# EXCERPT
-- Begin --

Skip to content

Method Chaining API

pyvartools exposes every VARTOOLS command as a method on LightCurve, Result, LightCurveBatch, and BatchResult. Commands invoked on a LightCurve or Result execute immediately and return a Result; commands invoked on a LightCurveBatch or BatchResult are deferred and added to a chain, which is then executed by calling .run(). The table below summarises the four cases.

Object CMD(...) returns Notes
LightCurve Result Immediate
Result Result on result.lc Immediate; prior vars preserved
LightCurveBatch LightCurveBatch (deferred) Call .run() to execute
BatchResult LightCurveBatch (deferred) Requires capture_lc=True

Single-LC methods — lc.CMD(...)

Running a single command

import pyvartools as vt

lc = vt.LightCurve.from_file("EXAMPLES/2")

result = lc.LS(0.5, 10.0, 0.1)
print(result.varobjs.LS.Period_1)   # top LS period

Run-time options (capture_lc, timeout, randseed, skipmissing, jdtol, matchstringid) can be passed as keyword arguments alongside command parameters:

result = lc.LS(0.5, 10.0, 0.1, capture_lc=True, randseed=42)
print(result.lc)   # output LightCurve

Chaining multiple commands

Because each call returns a Result, commands can be chained using Python's normal method-call syntax. Each step is a separate vartools invocation:

result = lc.clip(sigclip=5.0).LS(0.5, 10.0, 0.1).rms()

print(result.varobjs.LS.Period_1)   # from LS
print(result.varobjs.rms.RMS)       # from rms

The output variables from all commands in the chain are available together in the final result.vars and result.varobjs — the same as if you had run them all in a single Pipeline.

-- End --

[Recorded data]
-- Begin --

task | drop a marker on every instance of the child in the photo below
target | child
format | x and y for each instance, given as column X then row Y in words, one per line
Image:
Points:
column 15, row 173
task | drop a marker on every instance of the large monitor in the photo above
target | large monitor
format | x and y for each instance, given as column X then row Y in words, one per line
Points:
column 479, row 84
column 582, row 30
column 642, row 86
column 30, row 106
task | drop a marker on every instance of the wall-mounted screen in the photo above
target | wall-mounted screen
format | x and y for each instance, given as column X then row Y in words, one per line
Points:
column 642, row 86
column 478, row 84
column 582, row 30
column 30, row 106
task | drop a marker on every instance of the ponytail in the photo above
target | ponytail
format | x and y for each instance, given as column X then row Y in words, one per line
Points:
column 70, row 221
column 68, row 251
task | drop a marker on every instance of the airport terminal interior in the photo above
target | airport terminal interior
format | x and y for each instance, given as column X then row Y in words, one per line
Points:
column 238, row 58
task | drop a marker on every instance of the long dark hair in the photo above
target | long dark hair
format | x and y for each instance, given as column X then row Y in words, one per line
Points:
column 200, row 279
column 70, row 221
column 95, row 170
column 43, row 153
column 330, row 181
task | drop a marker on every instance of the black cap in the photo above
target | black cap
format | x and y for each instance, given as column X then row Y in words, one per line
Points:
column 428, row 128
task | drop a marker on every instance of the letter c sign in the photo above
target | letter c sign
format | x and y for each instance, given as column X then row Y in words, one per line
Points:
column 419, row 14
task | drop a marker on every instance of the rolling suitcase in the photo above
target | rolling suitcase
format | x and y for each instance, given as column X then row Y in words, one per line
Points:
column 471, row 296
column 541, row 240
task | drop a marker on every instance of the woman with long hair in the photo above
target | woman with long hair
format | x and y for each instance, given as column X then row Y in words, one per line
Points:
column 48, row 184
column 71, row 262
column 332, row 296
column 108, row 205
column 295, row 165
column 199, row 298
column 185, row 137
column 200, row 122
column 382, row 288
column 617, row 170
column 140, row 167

-- End --

# REQUIRED WORK
• A. On the pyvartools method chaining page, what run-time option does a BatchResult require for a command call on it?
• B. Reproduce the part of the pyvartools method chaining page that opens with the words containing "Single-LC methods —" and closes with "lc.LS(0.5, 10.0, 0.1)".
• C. Continue the pyvartools method chaining page from the point where it stops.
The recorded lines are not needed here.

# EXERCISE ANSWERS
• A. capture_lc=True

• B.
Single-LC methods — lc.CMD(...)

Running a single command

import pyvartools as vt

lc = vt.LightCurve.from_file("EXAMPLES/2")

result = lc.LS(0.5, 10.0, 0.1)

• C.
The chain may also be branched from any intermediate point:

r_clip = lc.clip(sigclip=5.0)        # Result after clipping

r_ls  = r_clip.LS(0.5, 10.0, 0.1)  # branch: LS on the clipped LC
r_bls = r_clip.BLS(qmin=0.01, qmax=0.1, minper=0.5, maxper=10.0,
                   nfreq=10000, nbins=200)  # branch: BLS on same clipped LC

Pipeline as an alternative for long chains

Each .CMD() call on LightCurve or Result carries some per-step overhead. When running many commands, a single Pipeline invocation may be faster:

from pyvartools import commands as cmd

pipe = vt.Pipeline().clip(sigclip=5.0).LS(0.5, 10.0, 0.1).rms()
result = pipe.run(lc)

Continuing from a Result — result.CMD(...)

All command methods are also available on Result. They run the command on result.lc and return a new Result that includes the output variables from all prior commands as well as the new one:

r1 = lc.LS(0.5, 10.0, 0.1)
r2 = r1.harmonicfilter(period=r1.varobjs.LS.Period_1, nharm=2)
r3 = r2.rms()

# r3.vars contains LS, HarmonicFilter, and rms output — all together
print(r3.varobjs.LS.Period_1)
print(r3.varobjs.rms.RMS)

result.lc must be non-None (i.e. capture_lc=True was used, which is the default for all chain-step calls). An AttributeError is raised otherwise.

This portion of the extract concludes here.